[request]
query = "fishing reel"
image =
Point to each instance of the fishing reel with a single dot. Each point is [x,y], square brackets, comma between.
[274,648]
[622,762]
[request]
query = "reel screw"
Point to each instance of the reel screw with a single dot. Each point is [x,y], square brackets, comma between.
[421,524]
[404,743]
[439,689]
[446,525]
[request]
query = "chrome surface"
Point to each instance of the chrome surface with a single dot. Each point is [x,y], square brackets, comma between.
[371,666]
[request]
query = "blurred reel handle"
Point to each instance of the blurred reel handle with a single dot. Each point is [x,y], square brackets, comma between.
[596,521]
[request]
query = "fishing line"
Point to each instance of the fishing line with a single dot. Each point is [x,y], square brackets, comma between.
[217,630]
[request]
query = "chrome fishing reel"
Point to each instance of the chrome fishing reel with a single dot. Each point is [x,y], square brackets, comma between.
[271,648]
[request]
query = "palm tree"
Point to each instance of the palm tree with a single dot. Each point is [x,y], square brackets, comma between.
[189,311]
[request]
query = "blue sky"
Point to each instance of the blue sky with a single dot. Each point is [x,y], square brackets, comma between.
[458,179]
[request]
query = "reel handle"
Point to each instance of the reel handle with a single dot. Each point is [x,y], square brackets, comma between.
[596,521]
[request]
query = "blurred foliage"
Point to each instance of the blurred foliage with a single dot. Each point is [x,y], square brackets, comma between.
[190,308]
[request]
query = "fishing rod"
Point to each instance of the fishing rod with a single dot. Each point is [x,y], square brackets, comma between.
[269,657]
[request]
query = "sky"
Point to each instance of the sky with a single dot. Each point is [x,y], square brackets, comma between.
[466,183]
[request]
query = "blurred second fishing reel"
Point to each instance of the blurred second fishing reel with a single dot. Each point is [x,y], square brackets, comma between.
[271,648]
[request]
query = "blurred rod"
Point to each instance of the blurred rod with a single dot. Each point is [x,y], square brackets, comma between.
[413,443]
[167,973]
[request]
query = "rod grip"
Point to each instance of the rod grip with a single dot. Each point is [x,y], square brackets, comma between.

******

### [Set task]
Can you restate every record above word for word?

### [The response]
[request]
query = "fishing reel"
image =
Point to each instance of the fishing reel with a single dot. Each point is [x,y], square brackets, comma between.
[274,648]
[622,762]
[request]
query = "reel screw"
Point to each instance of the reel screw with a single dot. Each point is [x,y], square brackets, comma between.
[421,524]
[404,743]
[439,689]
[446,525]
[request]
query = "chrome surface"
Point to each instance of the chrome surface with a single dot. Each point is [x,y], square brackets, comma between.
[371,666]
[request]
query = "blurred reel handle"
Point to each instance of the blurred reel handle with a single dot. Each point is [x,y], square brackets, comma between.
[596,521]
[request]
query = "fishing line"
Point to each instance of the fishing line with a single dot. Each point is [x,y], square brackets, comma between.
[217,630]
[request]
query = "chrome fishing reel"
Point to each instance of the chrome fishing reel with a single dot. Each point is [x,y], square brackets, comma between.
[271,648]
[request]
query = "palm tree"
Point to each instance of the palm tree with a single dot. Each point is [x,y], square brackets, comma between.
[189,311]
[request]
query = "blue sky"
Point to each instance of the blue sky with a single dot. Each point is [x,y], square brackets, comma between.
[458,179]
[request]
query = "reel handle"
Point to each instance of the reel handle with a single dot. Each point is [x,y], square brackets, comma between.
[596,521]
[request]
query = "blurred foliage"
Point to each instance of the blurred foliage with a single dot. Each point is [x,y], square brackets, comma between.
[190,308]
[request]
query = "fishing rod"
Point to each instance of the fishing rod with a single dot. Each point is [x,y], square brackets, comma between.
[269,657]
[request]
query = "sky"
Point to each instance of the sky with a single dot. Each point is [x,y], square brackets, comma between.
[466,183]
[request]
query = "blurred second fishing reel"
Point to each instance of the blurred second fishing reel with a single dot. Each point is [x,y], square brackets, comma between.
[271,648]
[request]
query = "blurred rod"
Point to each instance of the blurred rod with a single dot. Each point is [x,y], square brackets, comma between.
[413,443]
[167,973]
[request]
query = "rod grip"
Point to each instance of the rod grip with a single dot. Each point is [x,y], square brackets, comma between.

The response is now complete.